### Information given
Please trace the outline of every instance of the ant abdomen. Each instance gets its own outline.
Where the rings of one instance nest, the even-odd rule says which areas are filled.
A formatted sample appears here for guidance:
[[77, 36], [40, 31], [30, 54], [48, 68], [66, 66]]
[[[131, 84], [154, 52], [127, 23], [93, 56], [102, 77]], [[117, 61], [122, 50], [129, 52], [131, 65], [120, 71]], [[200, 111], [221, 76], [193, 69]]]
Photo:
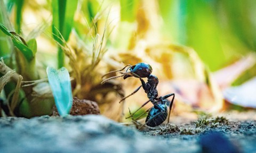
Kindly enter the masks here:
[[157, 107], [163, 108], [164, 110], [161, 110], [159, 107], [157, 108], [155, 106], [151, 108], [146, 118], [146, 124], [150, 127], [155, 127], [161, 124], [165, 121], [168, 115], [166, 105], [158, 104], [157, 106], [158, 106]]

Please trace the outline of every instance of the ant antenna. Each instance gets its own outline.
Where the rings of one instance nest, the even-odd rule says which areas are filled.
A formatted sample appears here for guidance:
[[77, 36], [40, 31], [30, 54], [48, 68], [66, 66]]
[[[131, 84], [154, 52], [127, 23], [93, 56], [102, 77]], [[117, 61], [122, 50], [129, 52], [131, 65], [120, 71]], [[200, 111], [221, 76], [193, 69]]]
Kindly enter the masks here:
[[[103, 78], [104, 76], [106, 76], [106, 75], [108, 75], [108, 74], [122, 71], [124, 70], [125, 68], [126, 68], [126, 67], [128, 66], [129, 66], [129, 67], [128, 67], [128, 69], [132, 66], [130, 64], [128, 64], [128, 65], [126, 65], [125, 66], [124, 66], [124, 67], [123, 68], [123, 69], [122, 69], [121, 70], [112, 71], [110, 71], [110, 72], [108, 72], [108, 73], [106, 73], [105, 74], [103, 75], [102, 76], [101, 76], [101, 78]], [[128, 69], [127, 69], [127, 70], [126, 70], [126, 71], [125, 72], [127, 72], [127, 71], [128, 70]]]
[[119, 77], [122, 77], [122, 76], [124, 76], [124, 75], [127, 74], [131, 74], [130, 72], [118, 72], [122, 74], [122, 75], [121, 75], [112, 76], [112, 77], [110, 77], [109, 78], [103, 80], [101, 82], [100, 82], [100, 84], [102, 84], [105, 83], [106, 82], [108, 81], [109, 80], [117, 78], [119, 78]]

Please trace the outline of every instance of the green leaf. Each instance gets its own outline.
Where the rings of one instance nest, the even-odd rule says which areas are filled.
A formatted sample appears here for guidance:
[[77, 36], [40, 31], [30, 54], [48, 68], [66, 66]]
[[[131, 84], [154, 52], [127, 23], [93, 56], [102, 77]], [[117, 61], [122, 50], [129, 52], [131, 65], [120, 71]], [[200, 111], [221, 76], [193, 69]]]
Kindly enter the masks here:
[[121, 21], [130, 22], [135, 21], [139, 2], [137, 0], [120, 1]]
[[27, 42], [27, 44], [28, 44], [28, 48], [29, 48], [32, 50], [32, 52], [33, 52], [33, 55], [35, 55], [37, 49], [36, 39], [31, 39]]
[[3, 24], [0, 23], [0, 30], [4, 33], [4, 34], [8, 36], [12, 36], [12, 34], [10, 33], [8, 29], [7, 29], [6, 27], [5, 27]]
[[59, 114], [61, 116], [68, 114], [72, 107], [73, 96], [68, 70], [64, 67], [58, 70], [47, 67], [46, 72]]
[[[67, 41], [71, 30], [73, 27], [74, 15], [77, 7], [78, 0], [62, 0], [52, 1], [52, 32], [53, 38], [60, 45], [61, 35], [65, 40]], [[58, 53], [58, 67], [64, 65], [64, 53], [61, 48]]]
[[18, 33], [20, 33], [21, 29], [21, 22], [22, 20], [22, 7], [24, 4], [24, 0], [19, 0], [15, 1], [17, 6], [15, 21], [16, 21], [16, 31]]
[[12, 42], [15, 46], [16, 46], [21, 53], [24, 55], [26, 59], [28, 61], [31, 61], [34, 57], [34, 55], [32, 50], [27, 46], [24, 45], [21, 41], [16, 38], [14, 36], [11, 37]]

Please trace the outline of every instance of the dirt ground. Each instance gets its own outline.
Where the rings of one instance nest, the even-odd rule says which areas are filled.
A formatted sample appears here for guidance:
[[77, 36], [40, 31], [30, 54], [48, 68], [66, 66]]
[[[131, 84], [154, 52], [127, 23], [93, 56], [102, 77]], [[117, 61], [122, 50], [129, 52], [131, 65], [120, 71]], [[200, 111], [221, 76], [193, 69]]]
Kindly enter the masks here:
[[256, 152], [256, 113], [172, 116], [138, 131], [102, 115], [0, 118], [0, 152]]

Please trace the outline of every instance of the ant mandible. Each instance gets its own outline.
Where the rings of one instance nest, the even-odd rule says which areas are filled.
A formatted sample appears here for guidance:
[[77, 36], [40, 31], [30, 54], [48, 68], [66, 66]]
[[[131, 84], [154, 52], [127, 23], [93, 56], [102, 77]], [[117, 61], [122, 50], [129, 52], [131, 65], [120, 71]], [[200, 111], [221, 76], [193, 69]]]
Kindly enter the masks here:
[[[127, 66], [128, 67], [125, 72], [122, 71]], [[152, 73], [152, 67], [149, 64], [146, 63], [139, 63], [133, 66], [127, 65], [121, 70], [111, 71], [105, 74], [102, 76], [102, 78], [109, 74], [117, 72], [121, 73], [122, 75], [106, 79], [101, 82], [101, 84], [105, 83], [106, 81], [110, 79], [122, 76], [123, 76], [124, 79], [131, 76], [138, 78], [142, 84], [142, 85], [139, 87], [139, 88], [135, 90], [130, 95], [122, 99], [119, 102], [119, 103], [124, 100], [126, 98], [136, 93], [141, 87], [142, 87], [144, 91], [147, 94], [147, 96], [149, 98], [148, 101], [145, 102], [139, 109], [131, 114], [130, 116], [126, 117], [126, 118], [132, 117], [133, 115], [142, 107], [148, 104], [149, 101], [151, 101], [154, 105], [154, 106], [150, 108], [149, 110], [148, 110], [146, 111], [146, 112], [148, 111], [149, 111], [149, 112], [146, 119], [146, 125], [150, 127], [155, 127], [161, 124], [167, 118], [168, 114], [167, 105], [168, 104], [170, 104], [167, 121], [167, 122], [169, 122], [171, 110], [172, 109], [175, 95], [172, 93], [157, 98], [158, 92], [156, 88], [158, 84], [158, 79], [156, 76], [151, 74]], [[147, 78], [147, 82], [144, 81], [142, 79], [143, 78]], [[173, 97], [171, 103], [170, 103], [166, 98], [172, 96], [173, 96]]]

### Task objective
Copy the records exactly, starting with the line that contains "Please trace the outline of every instance of the ant mandible." and going on through the last line of the records.

### In response
Please trace the outline of every instance of the ant mandible. Each instance gets its own outline.
Where the rings of one instance nest, the even-odd rule says which areas are filled.
A formatted sample appears here for guidance:
[[77, 36], [40, 31], [30, 54], [48, 68], [66, 66]]
[[[131, 84], [154, 52], [127, 23], [93, 56], [102, 77]], [[117, 61], [122, 50], [129, 52], [131, 65], [120, 71]], [[200, 111], [221, 76], [193, 69]]]
Kindly enter the masks here:
[[[127, 66], [128, 67], [125, 72], [122, 71]], [[152, 73], [152, 67], [149, 64], [146, 63], [139, 63], [133, 66], [127, 65], [121, 70], [111, 71], [105, 74], [102, 76], [102, 78], [109, 74], [117, 72], [121, 73], [122, 75], [106, 79], [101, 82], [101, 84], [105, 83], [106, 81], [110, 79], [122, 76], [123, 76], [124, 79], [131, 76], [138, 78], [142, 84], [142, 85], [139, 87], [139, 88], [135, 90], [130, 95], [122, 99], [119, 102], [119, 103], [124, 100], [126, 98], [136, 93], [141, 87], [142, 87], [144, 91], [147, 94], [147, 96], [149, 98], [148, 101], [145, 102], [139, 109], [131, 114], [130, 116], [126, 117], [126, 118], [132, 117], [133, 115], [142, 107], [148, 104], [149, 101], [151, 101], [154, 105], [154, 106], [150, 108], [149, 110], [148, 110], [146, 111], [146, 112], [148, 111], [149, 111], [149, 112], [146, 119], [146, 125], [150, 127], [155, 127], [161, 124], [167, 118], [168, 114], [167, 105], [168, 104], [170, 104], [167, 121], [167, 122], [169, 122], [171, 110], [172, 109], [175, 95], [172, 93], [157, 98], [158, 92], [156, 88], [158, 84], [158, 79], [156, 76], [151, 74]], [[147, 78], [147, 82], [144, 81], [142, 79], [143, 78]], [[173, 97], [171, 103], [170, 103], [166, 98], [172, 96], [173, 96]]]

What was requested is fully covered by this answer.